## Passage
C3PO Development Roadmap
Protocol Institute Oracle — continuously updated, publicly reviewed
Last updated: 2026-05-20 — github.com/vgururao/c3po
This roadmap is a live document. Development on C3PO is continuous and openly tracked. The corpus, weights, scoring, and soul document are all in active revision. If you have questions or suggestions, reach out via
protocolized.io.
Current state
Corpus — 19,634 vectors across 8 namespaces
| Namespace | Vectors | Contents | Status |
pdfs | 766 | 82 papers, essays & games from the Summer of Protocols | Stable |
substack | 1,040 | 116+ Protocolized posts — fiction, theory, editorial | Daily sync |
videos | 2,940 | 91 YouTube talks and lectures | Stable |
bibliography | 278 | 250+ externally cited works with abstracts | Stable |
discord | 3,301 | #idle-musings and #protocol-watch community channels | Periodic sync |
sig | 4,583 | 78 sessions across 4 SIG groups (SIGFPT, MRG, SIGPfB, ProtFiSIG) | Periodic sync |
discord_links | 6,722 | Web content linked from Discord/SIG — fetched, chunked, relevance-scored | v2 rescore in progress |
transcripts | 4 | Published C3PO conversations (grows with use) | On demand |
Scope
C3PO was reframed in May 2026 from a narrow research assistant to a broad-based oracle covering protocols and their full intellectual world: theory, fiction, history, technology, governance, memory, culture, and the science of coordination. The narrower scope produced systematic over-filtering of relevant material; the expanded scope is being validated through a dual scoring comparison.

## Task details
Write the next part of the C3PO roadmap, picking up after its final sentence. The records play no part in what is asked here.

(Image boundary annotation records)
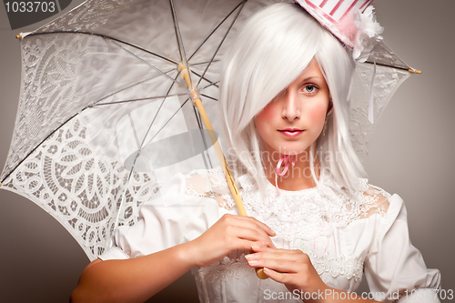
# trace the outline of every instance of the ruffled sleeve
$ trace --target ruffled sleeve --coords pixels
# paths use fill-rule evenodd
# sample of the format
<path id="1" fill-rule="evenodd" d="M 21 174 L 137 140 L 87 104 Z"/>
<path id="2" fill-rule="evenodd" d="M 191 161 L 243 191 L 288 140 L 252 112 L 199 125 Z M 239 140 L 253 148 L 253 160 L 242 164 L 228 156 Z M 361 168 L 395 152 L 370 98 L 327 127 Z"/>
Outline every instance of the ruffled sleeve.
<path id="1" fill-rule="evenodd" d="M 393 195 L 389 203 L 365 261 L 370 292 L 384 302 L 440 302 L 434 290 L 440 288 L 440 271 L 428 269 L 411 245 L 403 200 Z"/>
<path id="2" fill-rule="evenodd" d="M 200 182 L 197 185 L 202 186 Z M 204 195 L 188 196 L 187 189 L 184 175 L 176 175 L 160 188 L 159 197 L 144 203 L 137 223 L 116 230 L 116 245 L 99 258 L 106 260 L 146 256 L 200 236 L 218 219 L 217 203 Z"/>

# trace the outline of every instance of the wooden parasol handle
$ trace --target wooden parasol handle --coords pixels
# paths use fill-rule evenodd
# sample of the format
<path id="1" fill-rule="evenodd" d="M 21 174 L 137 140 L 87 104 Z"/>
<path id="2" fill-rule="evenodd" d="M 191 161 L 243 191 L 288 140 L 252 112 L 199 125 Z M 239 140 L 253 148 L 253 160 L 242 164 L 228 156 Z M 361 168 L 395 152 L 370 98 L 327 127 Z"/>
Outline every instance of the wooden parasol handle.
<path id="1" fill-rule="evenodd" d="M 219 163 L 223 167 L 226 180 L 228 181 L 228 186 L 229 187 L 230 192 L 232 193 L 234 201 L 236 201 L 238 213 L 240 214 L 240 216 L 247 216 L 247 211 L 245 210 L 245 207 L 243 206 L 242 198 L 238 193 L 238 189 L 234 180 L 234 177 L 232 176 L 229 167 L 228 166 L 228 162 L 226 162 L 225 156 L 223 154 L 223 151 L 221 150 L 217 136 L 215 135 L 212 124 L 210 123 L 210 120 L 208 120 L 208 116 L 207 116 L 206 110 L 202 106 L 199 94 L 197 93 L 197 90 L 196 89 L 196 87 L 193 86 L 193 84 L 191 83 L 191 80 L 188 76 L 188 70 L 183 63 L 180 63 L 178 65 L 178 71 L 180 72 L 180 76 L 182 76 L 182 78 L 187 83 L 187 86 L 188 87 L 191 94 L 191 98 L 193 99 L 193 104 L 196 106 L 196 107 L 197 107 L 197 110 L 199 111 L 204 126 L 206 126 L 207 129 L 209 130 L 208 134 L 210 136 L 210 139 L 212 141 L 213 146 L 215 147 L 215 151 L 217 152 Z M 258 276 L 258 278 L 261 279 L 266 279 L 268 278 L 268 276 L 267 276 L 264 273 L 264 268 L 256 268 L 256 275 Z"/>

...

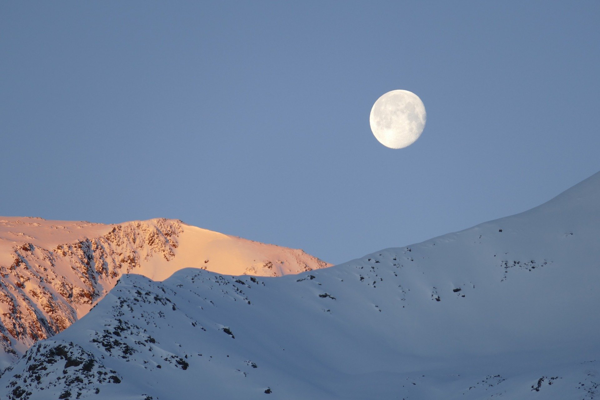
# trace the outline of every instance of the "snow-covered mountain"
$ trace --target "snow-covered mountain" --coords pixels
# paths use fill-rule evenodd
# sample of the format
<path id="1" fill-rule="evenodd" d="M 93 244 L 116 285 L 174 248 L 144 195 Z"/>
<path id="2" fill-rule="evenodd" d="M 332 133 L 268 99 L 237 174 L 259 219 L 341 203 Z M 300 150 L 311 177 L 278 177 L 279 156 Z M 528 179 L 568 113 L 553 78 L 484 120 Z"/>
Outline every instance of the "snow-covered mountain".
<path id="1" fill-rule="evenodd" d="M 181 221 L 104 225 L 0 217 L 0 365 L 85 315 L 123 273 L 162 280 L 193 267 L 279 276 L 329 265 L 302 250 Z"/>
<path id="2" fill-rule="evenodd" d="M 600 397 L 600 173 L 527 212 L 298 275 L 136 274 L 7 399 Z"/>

## Response to this task
Lexicon
914 PI corpus terms have been extracted from the PDF corpus and triaged into three categories: 233 PI-coined (invented by PI/SoP researchers), 320 PI-specific usage (standard terms given a distinct PI definition), and 349 standard field terms (useful for detecting adjacencies with adjacent fields). The lexicon has not yet been embedded or published; that is Phase 3 work.
Relevance scoring
Web links in discord_links carry two relevance scores. v1 (narrow: "is this protocol research?") was used for the initial fetch pass; it deleted 485 of 1,412 fetched URLs as irrelevant. v2 (broad: "is this part of the PI intellectual world?") rescored all 1,412 URLs under the expanded scope; 281 of the 485 deleted entries were rescued, and scores shifted strongly upward. The v2 scores are in the registry; Pinecone metadata update and tier weight adjustment are pending.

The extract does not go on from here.